# Dying Plants/Pruning without Aquascaping Tools



## CollegeBettas (Feb 23, 2016)

So, a couple weeks ago I decided to try live plants. I bought a huge amazon sword that doesn't really fit in my tank, dwarf sag, a smaller amazon sword, narrow leaf java fern, amazon compacta, anubias nana, and a ribbon plant. After putting all the plants in pots (except the ribbon plant which I tried to make a hanging planter for), I put all but one in the tanks. The one got hidden in my blondeness and didn't get planted until morning. Needless to say that one is very brown (I think it is the amazon sword). A few days ago I noticed some new growth on it, so I would like to take the dead leaves off. The other plant (also a sword? I forgot), just starting turning brown for no foreseen reason, but does have some green coming up as well. Here are the plants:








The one in the front is the one that was left out overnight and the one in the back just died a bit. I also have a top view:










The other problem I have had is with the dwarf sag. It seems to have just died on me. Maybe I don't have enough light? I have no idea what the wattage is, but I thought with dwarf sag is would just grow slowly in low light and explode in medium light. Here is the dwarf sag:










The last thing, which is a little different is the bulbs I planted. I have 3 different bulbs planted. I don't really know what they are, but not much has happened. I did accidently knock one out when I poured water into my tank and it seemed to have roots. A couple days later, there was a little green leaf thing sticking out of the gravel. Did I plant it upside down possibly? The other two bulbs are showing nothing. They are supposed to start growing within 30 days.










The second part of this post is about pruning. Obviously, I want and need to take the dead parts off the plants. My problem is, I don't have aquascaping tools at all. Can I pull off the leaves? Should I cut them with normal scissors?


----------



## Kaxen (Mar 3, 2013)

Wow I'm surprised the dwarf sag died. I can't kill it even unrooted in a somewhat dim tank.

If you don't got aquascaping tools, normal scissors work. I tend to clip things between my fingernails because I'm not dextrous with scissors at all.


----------



## CollegeBettas (Feb 23, 2016)

I guess I must be talented. I have some floating in the tank in the first two pictures that I think is dead too. Oh well. I really doubt it is the lighting in that tank though. Ever since I put that light on the tank, the Salvinia Minima stopped dying and started thriving. I will have to clip the plants tomorrow. I figured regular scissors would work. I kind of want to go back to Petco and get a couple more plants from their plant tank because there are guppy fry in there and it would be a good excuse for having another fish.


----------



## RussellTheShihTzu (Mar 19, 2013)

########################################

### Task details
In the forum thread on dying plants and pruning, which plant stopped dying and started thriving after the light was put on the tank? Please answer in a few words.

########################################

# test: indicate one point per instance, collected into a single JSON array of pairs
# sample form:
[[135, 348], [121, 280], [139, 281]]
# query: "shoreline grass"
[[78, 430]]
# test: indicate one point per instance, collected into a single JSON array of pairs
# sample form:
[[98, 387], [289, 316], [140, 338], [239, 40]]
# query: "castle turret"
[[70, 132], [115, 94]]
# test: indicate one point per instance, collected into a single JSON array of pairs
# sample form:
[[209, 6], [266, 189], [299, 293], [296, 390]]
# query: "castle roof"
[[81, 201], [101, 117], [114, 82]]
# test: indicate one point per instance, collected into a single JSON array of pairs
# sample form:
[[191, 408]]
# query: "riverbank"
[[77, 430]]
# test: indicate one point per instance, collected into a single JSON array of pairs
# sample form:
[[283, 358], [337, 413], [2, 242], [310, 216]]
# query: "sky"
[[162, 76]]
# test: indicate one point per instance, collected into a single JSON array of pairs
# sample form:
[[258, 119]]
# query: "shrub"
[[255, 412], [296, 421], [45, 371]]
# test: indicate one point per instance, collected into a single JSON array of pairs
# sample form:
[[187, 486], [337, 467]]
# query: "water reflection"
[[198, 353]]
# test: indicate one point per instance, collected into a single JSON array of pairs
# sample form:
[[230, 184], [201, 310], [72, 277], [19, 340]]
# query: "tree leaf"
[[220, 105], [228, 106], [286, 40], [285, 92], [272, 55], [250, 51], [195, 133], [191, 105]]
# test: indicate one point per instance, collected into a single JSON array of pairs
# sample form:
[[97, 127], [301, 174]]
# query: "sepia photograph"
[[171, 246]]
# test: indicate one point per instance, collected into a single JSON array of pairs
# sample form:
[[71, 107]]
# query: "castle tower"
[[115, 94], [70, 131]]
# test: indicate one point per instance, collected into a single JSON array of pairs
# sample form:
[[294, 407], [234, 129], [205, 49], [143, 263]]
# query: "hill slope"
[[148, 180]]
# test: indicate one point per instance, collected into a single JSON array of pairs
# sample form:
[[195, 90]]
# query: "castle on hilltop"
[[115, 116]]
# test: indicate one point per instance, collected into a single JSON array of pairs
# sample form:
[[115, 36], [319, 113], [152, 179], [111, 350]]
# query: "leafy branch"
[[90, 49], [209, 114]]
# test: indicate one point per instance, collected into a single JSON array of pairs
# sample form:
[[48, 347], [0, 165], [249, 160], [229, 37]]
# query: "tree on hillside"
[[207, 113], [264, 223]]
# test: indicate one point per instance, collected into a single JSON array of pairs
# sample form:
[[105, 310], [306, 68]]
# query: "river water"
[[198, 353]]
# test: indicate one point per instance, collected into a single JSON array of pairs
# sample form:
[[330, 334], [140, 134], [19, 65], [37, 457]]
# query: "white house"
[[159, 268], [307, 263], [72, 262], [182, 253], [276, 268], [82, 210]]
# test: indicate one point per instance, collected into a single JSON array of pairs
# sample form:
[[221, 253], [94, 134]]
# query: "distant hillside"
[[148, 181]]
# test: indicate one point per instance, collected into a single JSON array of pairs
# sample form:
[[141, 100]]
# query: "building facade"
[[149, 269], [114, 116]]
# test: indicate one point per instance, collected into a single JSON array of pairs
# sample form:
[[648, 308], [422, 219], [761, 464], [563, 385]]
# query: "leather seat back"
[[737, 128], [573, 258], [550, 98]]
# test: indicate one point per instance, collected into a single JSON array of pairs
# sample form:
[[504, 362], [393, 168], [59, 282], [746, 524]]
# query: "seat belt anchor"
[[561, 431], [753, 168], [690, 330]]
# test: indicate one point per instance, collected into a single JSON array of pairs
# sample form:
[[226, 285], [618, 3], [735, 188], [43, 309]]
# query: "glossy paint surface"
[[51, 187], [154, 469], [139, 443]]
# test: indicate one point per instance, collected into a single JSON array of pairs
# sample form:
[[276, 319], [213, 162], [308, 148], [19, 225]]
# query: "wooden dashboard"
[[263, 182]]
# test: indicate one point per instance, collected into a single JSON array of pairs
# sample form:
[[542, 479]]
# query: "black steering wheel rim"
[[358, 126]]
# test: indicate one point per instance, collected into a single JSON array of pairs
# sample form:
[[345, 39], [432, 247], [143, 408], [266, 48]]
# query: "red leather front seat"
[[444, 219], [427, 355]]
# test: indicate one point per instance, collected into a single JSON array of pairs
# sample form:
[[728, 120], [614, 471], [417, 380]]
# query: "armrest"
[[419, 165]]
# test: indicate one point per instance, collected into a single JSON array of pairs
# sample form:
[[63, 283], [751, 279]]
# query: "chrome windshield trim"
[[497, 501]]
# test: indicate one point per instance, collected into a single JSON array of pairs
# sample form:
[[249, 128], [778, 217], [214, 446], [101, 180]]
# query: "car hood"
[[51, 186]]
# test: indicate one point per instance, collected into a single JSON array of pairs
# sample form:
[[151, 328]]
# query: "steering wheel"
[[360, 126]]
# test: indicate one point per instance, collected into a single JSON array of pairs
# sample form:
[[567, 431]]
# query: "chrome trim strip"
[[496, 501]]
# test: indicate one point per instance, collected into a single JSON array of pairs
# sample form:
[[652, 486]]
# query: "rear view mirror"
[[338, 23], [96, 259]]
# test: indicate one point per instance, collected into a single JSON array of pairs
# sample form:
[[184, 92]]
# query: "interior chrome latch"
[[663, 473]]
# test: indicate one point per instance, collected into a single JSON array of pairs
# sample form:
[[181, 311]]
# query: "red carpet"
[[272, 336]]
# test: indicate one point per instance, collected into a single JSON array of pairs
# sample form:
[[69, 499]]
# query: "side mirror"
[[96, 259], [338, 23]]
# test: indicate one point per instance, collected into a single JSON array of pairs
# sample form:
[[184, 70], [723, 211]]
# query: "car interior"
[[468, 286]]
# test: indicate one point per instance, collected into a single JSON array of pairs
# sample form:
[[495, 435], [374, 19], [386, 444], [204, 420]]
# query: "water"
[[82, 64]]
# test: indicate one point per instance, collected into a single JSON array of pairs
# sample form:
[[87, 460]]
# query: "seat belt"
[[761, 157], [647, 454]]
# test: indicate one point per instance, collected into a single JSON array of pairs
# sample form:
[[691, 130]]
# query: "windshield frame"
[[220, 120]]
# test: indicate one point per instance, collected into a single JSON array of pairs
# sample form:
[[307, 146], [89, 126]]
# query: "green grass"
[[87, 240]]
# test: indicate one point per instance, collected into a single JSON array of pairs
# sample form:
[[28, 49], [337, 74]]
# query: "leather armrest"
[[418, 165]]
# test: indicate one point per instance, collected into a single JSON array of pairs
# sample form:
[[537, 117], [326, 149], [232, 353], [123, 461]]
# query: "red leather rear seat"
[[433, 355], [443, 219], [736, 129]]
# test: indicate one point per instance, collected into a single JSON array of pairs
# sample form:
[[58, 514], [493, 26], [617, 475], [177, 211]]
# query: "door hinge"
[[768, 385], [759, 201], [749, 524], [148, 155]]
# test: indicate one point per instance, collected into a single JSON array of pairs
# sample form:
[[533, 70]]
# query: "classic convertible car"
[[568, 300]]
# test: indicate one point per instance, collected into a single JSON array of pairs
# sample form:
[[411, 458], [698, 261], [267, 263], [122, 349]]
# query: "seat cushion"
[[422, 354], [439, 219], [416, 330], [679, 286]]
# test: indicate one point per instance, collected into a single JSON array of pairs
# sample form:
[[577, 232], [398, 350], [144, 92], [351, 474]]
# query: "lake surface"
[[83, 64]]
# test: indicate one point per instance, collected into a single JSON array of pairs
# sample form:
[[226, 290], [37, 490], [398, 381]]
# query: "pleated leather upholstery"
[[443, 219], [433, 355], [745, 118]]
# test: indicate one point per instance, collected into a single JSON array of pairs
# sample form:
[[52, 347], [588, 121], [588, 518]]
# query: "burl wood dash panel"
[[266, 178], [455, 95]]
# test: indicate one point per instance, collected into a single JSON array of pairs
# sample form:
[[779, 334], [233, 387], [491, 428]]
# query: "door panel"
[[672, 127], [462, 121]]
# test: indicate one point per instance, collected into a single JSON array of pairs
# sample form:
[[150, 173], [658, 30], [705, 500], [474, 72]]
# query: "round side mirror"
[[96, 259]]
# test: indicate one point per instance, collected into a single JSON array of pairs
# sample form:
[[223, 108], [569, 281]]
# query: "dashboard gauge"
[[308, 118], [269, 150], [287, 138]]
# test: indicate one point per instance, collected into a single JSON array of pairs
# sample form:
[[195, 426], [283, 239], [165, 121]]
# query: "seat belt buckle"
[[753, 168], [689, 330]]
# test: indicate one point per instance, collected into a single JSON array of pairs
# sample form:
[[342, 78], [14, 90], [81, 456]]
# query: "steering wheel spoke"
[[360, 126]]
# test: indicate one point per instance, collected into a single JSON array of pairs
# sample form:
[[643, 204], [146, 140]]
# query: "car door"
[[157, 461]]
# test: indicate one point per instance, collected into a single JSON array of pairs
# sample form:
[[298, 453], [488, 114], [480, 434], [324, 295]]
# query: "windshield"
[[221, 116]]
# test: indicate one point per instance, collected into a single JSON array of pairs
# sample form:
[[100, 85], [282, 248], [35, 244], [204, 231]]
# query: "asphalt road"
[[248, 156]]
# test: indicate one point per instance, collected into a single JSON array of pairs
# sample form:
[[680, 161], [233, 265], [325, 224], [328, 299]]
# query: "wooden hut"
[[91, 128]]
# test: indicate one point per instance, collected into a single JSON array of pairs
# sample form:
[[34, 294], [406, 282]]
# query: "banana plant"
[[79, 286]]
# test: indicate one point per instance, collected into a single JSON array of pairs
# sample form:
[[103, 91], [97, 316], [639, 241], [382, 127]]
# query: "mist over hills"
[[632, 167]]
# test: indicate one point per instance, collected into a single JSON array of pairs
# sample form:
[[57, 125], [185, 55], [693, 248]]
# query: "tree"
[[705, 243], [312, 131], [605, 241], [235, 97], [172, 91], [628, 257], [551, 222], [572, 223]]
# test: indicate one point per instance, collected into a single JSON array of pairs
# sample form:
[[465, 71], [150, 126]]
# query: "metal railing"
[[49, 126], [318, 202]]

########################################

### Answer to this task
Salvinia Minima.